*REQUIREMENTS*: Each entry must be given again exactly; images do not belong in the copy.

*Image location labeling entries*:
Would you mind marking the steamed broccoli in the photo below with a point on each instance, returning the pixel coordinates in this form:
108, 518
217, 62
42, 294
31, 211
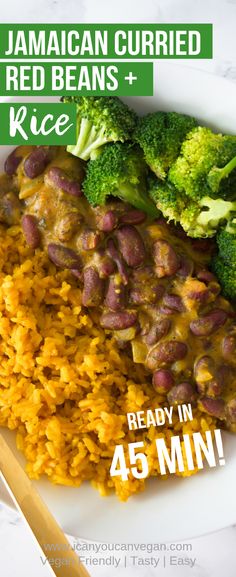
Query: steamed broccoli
205, 166
100, 120
226, 276
160, 135
120, 171
224, 263
199, 218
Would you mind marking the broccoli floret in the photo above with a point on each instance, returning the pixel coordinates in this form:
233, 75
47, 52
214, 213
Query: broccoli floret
160, 135
100, 120
204, 218
226, 276
224, 264
200, 218
216, 175
167, 199
196, 170
119, 170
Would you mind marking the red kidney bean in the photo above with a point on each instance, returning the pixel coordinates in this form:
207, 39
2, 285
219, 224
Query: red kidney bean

*COMPLETE RESPONSE*:
Would you mind marking the steamed broccoli in the photo below with a point on each instance, returning the pixel coordinates in this form:
108, 518
217, 62
42, 294
31, 211
Query: steamed broccoli
205, 166
100, 120
226, 276
160, 135
120, 171
224, 263
199, 218
Would you mind marking the broccoli floret in the photo above with a point on each instance, returning the pixel coordinates in this form:
233, 75
47, 52
214, 213
Query: broccoli floret
160, 135
100, 120
204, 218
226, 276
224, 264
200, 218
216, 175
167, 199
196, 170
119, 170
Would you mind marking the red kidney bean in the photo above with a point on each instance, returning the pixel coordinates in this form:
207, 39
2, 285
219, 224
Query: red kidney bean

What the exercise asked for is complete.